Output every line of the items below as a JSON list of strings, one string per line, with blank lines left out.

------ RECORDS FOR THE TASK ------

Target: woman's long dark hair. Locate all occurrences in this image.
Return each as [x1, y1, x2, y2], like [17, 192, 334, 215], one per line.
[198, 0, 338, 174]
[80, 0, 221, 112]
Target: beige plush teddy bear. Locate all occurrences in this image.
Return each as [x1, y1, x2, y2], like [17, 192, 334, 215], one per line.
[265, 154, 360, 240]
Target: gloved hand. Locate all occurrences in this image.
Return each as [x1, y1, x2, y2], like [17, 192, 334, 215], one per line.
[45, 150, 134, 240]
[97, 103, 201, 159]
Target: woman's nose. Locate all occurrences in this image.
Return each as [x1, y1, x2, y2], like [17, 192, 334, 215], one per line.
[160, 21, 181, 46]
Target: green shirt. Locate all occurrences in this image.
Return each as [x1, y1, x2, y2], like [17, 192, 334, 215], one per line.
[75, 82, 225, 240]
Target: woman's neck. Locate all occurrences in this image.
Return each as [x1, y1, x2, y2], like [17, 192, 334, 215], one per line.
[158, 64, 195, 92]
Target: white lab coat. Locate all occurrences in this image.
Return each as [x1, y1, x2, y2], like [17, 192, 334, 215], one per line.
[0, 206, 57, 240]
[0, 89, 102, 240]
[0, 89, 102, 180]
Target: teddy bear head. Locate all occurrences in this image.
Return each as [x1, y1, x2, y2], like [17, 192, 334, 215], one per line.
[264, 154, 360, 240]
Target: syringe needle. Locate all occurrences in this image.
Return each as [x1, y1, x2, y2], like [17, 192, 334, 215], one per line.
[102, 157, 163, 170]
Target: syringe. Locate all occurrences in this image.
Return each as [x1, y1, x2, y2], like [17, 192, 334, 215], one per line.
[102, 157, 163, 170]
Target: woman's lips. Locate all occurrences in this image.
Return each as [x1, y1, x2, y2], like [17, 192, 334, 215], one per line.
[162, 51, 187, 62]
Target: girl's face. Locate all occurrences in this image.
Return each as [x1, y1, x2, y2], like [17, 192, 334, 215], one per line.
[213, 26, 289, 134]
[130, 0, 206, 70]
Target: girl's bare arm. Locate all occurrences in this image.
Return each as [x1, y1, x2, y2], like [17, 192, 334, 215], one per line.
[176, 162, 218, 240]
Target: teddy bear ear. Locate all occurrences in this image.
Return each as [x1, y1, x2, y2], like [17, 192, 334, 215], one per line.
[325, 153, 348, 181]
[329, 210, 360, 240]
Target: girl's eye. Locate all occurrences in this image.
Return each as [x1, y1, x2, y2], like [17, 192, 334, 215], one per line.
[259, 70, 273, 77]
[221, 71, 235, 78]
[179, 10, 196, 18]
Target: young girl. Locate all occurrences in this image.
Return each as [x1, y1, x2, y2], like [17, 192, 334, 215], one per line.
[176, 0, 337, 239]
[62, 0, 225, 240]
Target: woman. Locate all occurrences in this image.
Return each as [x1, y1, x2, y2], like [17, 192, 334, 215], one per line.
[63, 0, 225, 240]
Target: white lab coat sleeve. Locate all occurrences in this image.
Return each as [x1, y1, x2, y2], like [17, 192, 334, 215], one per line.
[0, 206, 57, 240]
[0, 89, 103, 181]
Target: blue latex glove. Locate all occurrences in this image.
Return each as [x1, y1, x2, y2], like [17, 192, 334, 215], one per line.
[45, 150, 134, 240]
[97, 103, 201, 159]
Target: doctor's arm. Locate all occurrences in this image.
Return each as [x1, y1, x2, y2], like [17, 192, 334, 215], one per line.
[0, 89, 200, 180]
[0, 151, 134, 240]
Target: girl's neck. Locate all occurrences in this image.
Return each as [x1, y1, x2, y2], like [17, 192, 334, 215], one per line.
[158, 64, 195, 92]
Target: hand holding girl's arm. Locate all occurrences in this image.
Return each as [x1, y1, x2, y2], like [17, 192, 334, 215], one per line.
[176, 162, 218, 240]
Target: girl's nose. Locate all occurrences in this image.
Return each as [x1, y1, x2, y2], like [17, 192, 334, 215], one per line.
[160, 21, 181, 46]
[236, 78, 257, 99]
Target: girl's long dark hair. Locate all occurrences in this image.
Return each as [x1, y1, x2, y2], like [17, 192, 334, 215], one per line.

------

■ COMPLETE ANSWER
[
  "Target: woman's long dark hair. Locate all occurrences in this image.",
  "Return each as [x1, y1, x2, y2], like [17, 192, 334, 215], one per line.",
  "[198, 0, 338, 174]",
  "[80, 0, 221, 112]",
  "Target: beige plush teddy bear. Locate all occurrences in this image.",
  "Return each as [x1, y1, x2, y2], like [17, 192, 334, 215], one per line.",
  "[265, 154, 360, 240]",
  "Target: gloved hand. Locate all occurrences in this image.",
  "Return each as [x1, y1, x2, y2], like [17, 192, 334, 215], one per line.",
  "[45, 150, 134, 240]",
  "[97, 103, 201, 159]",
  "Target: woman's nose. Locate all occurrences in this image.",
  "Return each as [x1, y1, x2, y2], like [17, 192, 334, 215], one per line.",
  "[160, 21, 181, 46]",
  "Target: green shirt. Locate all occurrences in this image.",
  "Return each as [x1, y1, x2, y2], like [17, 192, 334, 215], one per line.",
  "[75, 82, 225, 240]",
  "Target: woman's neck. Locate all occurrences in this image.",
  "Return each as [x1, y1, x2, y2], like [17, 192, 334, 215], one per line.",
  "[158, 64, 195, 92]",
  "Target: white lab coat. Locate all occurrences in this image.",
  "Return each as [x1, y1, x2, y2], like [17, 192, 334, 215], one per line.",
  "[0, 206, 57, 240]",
  "[0, 89, 102, 240]",
  "[0, 89, 102, 180]",
  "Target: teddy bear head. Locate all occurrences in this image.",
  "Return each as [x1, y1, x2, y2], like [17, 192, 334, 215], one per line.",
  "[264, 154, 360, 240]",
  "Target: syringe needle. Locate all occurrences in this image.",
  "Return each as [x1, y1, x2, y2], like [17, 192, 334, 215], one per line.",
  "[102, 157, 163, 170]",
  "Target: syringe. Locate all occurrences in this image.",
  "Return each as [x1, y1, x2, y2], like [17, 192, 334, 215], one per line.",
  "[102, 157, 163, 170]",
  "Target: woman's lips. Locate all occurrences in this image.",
  "Return each as [x1, y1, x2, y2], like [17, 192, 334, 215], one per line.",
  "[162, 51, 187, 62]",
  "Target: girl's face. Locate all occurrences in this image.",
  "Return each as [x1, y1, x2, y2], like [17, 192, 334, 215], one per line.",
  "[213, 26, 289, 134]",
  "[130, 0, 206, 70]",
  "Target: girl's bare arm. Locate all occurrences in this image.",
  "Return each as [x1, y1, x2, y2], like [17, 192, 334, 215], one per line.",
  "[176, 162, 218, 240]",
  "Target: teddy bear ear. Locate all occurrences in this image.",
  "Return each as [x1, y1, x2, y2], like [17, 192, 334, 215], one per line.",
  "[325, 153, 348, 181]",
  "[329, 210, 360, 240]",
  "Target: girl's eye. Locate all occurrences in this image.",
  "Return each as [x1, y1, x2, y2], like [17, 192, 334, 215], one per line.",
  "[259, 70, 273, 77]",
  "[221, 71, 235, 78]",
  "[179, 10, 196, 18]",
  "Target: young girl. Locate all occurrences in this image.",
  "Return each as [x1, y1, x2, y2], like [17, 192, 334, 215], one per line.",
  "[176, 0, 337, 239]",
  "[62, 0, 225, 240]",
  "Target: woman. Locate all occurrences in this image.",
  "Return each as [x1, y1, x2, y2], like [17, 192, 334, 215], one per line.",
  "[63, 0, 225, 240]",
  "Target: white lab coat sleeve. Locate all occurrences in this image.",
  "Return each as [x1, y1, x2, y2], like [17, 192, 334, 215], one per line.",
  "[0, 206, 57, 240]",
  "[0, 89, 103, 181]",
  "Target: blue latex glove. Locate all occurrences in this image.",
  "Return each as [x1, y1, x2, y2], like [17, 192, 334, 215], one per line.",
  "[45, 150, 134, 240]",
  "[97, 103, 201, 159]",
  "Target: doctor's arm. Locate all occurrences in this image.",
  "Return each as [x1, y1, x2, y2], like [17, 192, 334, 215], one per line.",
  "[0, 89, 200, 180]",
  "[0, 151, 134, 240]",
  "Target: girl's neck. Locate all occurrences in this image.",
  "Return each as [x1, y1, x2, y2], like [17, 192, 334, 215], one per line.",
  "[158, 64, 195, 92]",
  "Target: hand holding girl's arm. Locate all occurrences in this image.",
  "Return each as [x1, y1, x2, y2], like [17, 192, 334, 215], one per line.",
  "[176, 162, 218, 240]",
  "Target: girl's nose. Locate all occurrences in this image.",
  "Return each as [x1, y1, x2, y2], like [17, 192, 334, 215], one per line.",
  "[160, 21, 181, 46]",
  "[236, 78, 257, 99]",
  "Target: girl's long dark hair. Locate all occurrences in this image.",
  "Return each as [x1, y1, x2, y2], like [17, 192, 334, 215], one per line."
]